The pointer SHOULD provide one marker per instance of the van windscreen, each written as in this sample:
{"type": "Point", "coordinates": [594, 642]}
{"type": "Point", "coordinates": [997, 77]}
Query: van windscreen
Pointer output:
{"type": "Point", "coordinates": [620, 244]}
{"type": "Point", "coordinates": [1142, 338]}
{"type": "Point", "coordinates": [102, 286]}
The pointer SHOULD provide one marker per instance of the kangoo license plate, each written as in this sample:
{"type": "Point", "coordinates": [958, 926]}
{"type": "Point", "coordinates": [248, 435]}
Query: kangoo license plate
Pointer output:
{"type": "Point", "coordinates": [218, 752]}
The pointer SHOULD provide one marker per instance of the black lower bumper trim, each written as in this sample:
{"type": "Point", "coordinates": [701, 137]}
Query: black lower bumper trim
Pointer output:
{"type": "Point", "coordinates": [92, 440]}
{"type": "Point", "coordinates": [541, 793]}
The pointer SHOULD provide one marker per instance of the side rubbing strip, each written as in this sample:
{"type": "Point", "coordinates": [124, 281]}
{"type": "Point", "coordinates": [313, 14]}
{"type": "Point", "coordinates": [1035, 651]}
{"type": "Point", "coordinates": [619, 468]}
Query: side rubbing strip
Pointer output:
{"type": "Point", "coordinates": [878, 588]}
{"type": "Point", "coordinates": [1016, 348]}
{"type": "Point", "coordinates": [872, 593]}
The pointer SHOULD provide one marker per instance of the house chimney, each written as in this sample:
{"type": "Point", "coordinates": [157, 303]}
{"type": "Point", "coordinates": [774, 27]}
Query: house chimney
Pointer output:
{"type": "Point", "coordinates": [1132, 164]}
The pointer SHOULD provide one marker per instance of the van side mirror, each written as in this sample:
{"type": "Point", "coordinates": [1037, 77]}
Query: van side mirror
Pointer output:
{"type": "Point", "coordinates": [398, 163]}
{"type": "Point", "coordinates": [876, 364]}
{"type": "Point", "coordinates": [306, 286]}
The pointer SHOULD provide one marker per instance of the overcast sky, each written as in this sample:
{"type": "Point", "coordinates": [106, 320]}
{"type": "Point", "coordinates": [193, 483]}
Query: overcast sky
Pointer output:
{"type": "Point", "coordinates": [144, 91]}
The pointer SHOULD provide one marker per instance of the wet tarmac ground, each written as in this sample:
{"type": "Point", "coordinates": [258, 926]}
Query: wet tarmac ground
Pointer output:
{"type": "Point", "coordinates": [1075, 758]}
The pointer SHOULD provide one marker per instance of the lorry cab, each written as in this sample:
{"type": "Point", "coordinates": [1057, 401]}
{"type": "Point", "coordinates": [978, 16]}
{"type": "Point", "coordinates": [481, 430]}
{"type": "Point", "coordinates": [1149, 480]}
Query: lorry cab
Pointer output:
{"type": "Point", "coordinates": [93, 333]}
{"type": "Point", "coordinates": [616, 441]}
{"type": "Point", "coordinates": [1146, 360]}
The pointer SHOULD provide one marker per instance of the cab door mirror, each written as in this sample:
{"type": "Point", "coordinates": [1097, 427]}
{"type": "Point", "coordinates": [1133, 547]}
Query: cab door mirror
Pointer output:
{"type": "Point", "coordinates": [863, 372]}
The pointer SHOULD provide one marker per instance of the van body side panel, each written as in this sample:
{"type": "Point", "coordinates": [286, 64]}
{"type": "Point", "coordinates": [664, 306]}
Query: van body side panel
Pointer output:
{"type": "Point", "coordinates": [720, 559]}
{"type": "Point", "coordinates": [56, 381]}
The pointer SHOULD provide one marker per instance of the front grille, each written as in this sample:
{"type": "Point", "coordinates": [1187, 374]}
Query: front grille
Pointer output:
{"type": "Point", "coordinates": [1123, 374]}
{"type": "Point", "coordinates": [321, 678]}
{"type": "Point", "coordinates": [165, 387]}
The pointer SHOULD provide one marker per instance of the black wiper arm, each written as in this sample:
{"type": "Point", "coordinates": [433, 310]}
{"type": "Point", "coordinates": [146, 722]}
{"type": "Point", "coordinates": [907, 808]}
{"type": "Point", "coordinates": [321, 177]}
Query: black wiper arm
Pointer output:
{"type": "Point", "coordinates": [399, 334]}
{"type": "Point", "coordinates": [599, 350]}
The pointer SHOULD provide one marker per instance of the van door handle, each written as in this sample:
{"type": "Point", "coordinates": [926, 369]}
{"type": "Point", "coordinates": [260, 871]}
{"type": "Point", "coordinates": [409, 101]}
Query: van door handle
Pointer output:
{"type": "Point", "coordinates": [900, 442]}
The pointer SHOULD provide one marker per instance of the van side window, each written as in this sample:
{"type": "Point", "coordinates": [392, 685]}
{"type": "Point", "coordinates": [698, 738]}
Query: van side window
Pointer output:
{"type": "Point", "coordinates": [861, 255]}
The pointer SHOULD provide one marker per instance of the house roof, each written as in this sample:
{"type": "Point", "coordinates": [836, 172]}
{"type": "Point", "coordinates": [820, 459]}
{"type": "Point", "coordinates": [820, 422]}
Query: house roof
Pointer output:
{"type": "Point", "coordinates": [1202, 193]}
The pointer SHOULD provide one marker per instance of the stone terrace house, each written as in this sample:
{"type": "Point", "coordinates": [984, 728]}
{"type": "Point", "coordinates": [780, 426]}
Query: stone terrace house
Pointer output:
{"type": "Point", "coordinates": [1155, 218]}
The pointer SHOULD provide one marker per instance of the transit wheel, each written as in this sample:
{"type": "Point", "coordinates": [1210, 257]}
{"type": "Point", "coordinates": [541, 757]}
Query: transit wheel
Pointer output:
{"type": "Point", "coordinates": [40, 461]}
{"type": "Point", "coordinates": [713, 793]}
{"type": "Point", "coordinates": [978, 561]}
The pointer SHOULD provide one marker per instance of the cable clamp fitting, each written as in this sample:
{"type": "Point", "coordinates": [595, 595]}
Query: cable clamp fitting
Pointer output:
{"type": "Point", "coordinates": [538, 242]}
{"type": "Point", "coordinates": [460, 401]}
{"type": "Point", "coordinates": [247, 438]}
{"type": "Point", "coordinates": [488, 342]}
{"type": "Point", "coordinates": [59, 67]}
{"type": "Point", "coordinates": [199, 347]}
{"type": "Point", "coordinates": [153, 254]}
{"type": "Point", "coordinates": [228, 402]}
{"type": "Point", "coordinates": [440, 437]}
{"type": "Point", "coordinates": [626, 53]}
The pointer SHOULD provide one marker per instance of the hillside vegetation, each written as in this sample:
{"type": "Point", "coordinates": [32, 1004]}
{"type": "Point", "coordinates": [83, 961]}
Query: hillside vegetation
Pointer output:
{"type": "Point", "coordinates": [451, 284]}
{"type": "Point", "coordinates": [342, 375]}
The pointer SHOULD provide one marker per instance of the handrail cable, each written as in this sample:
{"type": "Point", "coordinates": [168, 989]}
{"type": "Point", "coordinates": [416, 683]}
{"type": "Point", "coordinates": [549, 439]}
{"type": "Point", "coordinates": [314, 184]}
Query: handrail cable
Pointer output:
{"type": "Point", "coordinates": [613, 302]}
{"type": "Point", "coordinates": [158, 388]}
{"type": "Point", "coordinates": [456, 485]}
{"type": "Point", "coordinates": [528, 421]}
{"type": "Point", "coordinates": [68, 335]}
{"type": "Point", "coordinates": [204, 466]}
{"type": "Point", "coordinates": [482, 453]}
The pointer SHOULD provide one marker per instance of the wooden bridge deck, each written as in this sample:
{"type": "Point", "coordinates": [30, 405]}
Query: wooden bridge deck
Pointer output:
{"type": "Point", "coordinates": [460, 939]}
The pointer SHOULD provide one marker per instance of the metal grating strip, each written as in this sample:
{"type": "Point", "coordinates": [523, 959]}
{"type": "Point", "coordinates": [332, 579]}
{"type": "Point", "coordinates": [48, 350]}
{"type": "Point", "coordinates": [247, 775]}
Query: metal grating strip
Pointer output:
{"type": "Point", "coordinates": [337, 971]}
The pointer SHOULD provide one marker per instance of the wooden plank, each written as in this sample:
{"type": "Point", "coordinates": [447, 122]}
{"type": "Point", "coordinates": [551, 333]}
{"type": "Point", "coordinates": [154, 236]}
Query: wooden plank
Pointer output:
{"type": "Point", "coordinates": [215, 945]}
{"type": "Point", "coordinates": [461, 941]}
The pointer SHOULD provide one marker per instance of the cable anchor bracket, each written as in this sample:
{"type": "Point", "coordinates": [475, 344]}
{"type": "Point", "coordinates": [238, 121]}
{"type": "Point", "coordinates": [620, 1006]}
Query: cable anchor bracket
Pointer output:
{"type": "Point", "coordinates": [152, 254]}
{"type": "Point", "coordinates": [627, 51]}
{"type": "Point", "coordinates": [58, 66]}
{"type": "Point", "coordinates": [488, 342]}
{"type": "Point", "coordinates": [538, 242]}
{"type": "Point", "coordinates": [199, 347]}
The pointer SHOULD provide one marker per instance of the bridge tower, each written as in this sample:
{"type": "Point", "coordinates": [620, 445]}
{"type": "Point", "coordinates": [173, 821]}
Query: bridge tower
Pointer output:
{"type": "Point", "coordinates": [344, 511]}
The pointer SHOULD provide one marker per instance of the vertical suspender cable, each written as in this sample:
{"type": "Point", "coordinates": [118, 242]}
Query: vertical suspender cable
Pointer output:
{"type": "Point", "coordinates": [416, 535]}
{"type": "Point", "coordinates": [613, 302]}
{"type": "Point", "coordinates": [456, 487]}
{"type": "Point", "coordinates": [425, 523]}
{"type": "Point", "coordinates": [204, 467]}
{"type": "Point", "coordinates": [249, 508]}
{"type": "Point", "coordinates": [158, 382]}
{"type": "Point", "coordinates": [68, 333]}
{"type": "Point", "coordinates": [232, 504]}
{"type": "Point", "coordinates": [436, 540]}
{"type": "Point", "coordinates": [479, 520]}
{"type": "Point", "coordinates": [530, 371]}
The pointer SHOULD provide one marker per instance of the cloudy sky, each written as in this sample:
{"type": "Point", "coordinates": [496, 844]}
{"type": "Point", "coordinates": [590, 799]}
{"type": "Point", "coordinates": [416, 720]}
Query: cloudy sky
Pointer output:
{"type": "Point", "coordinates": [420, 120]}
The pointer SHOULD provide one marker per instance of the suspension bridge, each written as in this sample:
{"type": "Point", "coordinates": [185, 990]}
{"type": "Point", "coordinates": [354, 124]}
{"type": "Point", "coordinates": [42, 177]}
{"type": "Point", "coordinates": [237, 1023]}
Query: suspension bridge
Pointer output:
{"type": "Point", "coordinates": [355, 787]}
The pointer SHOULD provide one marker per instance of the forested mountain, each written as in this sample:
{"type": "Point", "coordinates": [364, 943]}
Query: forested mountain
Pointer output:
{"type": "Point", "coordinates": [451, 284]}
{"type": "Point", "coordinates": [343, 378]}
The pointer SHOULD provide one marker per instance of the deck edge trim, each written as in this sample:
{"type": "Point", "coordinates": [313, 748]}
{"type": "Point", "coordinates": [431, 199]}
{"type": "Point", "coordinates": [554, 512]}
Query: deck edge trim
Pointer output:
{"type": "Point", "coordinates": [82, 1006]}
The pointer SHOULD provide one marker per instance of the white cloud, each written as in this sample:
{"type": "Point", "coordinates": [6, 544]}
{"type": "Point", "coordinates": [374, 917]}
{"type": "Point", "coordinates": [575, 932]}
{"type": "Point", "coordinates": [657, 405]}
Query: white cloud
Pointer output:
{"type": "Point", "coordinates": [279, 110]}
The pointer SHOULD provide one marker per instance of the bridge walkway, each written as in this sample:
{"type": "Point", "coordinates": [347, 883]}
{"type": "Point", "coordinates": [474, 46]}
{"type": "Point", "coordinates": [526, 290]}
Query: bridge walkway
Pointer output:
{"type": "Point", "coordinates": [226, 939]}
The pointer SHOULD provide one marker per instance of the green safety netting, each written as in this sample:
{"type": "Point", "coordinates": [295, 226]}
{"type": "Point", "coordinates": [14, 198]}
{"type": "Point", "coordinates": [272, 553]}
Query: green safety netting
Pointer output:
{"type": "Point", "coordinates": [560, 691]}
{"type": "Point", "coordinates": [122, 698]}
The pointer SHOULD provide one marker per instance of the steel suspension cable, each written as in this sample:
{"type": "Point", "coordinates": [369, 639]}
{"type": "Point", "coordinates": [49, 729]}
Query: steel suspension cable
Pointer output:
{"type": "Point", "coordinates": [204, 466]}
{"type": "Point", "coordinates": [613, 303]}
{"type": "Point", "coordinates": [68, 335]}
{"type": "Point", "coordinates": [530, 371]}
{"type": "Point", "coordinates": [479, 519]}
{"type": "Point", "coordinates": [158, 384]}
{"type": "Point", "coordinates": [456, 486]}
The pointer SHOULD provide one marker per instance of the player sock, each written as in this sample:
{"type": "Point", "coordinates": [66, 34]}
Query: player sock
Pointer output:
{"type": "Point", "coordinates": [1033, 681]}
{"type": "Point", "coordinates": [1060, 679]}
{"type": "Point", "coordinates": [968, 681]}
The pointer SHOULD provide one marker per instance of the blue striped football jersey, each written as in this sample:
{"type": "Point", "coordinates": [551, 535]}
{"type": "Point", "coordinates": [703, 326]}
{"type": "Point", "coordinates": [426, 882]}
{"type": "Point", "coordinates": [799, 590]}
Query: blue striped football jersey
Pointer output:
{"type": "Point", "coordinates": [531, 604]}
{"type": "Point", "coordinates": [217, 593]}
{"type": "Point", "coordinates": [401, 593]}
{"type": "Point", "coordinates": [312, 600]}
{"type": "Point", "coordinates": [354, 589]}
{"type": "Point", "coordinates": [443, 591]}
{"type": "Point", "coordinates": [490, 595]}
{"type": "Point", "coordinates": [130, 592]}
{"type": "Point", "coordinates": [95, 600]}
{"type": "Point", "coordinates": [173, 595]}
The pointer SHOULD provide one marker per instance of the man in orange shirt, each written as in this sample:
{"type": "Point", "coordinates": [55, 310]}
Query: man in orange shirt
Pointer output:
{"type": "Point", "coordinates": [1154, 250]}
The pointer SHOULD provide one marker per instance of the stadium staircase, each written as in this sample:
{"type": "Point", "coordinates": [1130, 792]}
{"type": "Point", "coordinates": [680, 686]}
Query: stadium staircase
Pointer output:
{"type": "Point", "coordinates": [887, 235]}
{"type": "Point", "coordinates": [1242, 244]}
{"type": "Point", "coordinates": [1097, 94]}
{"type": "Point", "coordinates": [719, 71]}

════

> EXERCISE REQUIREMENTS
Counting only lines that hold the word "white", state how many there are in the data. Write the number alone.

> ANSWER BELOW
2